REQUIRED WORK:
Copy every line of the data that includes the string "pole".

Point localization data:

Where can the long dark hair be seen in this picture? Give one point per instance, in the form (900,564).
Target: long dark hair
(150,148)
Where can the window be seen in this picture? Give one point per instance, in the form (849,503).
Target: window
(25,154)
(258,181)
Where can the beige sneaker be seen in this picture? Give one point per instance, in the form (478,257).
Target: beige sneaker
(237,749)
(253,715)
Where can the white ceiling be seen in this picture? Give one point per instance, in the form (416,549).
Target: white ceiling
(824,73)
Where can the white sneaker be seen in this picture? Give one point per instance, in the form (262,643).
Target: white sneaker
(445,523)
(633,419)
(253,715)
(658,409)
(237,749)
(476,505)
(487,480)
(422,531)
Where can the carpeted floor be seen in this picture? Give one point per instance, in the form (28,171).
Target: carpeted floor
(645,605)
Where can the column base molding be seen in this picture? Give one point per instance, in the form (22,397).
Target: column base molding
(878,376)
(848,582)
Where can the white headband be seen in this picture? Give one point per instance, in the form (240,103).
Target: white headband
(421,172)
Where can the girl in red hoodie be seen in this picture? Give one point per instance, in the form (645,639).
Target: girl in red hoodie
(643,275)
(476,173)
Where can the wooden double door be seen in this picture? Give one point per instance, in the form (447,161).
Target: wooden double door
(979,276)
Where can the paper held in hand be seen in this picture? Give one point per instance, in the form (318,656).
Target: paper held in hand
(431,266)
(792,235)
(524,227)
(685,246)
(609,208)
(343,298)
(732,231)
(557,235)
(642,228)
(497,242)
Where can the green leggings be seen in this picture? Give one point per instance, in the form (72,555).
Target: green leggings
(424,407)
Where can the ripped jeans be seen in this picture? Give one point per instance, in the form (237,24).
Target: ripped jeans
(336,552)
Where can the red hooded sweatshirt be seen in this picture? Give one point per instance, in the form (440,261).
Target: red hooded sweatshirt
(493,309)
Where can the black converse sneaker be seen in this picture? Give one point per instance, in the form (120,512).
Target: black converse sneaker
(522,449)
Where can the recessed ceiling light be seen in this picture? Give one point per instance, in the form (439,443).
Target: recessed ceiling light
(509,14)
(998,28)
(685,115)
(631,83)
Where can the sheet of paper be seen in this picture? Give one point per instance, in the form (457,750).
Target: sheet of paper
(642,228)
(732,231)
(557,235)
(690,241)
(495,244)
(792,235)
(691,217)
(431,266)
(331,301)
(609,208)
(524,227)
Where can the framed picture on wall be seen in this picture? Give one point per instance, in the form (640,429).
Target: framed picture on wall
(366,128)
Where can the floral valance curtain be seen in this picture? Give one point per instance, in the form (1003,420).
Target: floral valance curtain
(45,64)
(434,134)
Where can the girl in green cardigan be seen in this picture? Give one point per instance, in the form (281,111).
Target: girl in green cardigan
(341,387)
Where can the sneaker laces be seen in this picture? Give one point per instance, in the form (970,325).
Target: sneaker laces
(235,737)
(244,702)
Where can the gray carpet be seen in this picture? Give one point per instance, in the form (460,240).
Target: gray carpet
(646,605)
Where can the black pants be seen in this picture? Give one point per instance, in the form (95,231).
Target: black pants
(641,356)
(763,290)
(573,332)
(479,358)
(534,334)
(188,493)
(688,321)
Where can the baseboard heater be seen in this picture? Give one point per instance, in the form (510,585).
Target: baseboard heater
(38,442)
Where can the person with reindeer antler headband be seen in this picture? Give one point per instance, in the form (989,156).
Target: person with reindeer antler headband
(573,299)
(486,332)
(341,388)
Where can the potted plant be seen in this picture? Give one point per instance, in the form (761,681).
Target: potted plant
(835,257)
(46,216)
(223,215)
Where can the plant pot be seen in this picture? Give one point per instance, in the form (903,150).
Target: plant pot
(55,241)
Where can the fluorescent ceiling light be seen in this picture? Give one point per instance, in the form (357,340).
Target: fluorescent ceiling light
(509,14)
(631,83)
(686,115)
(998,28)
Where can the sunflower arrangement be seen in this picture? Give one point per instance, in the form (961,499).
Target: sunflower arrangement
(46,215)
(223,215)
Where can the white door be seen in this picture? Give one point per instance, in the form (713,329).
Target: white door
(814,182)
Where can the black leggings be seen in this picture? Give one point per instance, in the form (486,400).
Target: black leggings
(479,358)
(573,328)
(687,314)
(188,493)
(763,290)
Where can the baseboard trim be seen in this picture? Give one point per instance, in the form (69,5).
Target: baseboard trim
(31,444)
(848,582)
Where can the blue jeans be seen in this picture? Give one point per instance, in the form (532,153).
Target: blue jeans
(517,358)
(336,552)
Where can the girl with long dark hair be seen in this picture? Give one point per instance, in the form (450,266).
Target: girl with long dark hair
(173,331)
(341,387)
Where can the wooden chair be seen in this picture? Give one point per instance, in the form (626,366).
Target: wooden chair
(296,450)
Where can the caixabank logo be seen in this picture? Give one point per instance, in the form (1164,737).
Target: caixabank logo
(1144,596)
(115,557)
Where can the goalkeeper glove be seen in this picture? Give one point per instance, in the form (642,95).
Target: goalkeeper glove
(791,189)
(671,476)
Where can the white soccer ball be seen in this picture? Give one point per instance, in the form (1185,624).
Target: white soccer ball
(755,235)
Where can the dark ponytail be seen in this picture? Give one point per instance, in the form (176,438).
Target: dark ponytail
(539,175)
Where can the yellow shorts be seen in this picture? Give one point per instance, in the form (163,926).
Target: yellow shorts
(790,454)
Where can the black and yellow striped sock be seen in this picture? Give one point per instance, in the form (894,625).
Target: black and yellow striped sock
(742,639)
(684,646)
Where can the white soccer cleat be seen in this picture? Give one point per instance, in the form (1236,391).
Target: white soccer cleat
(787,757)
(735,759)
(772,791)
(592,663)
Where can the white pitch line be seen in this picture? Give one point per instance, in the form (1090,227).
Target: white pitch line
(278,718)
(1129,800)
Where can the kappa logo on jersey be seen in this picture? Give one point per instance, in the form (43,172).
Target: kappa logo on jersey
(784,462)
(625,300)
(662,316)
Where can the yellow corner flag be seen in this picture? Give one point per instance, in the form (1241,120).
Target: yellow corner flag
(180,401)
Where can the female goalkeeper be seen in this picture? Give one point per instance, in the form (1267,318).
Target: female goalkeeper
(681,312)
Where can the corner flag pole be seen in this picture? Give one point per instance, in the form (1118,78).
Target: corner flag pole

YOUR RESPONSE:
Where can the corner flag pole be seen in this picture? Give one point per instance, in the form (1118,78).
Target: corner flag pole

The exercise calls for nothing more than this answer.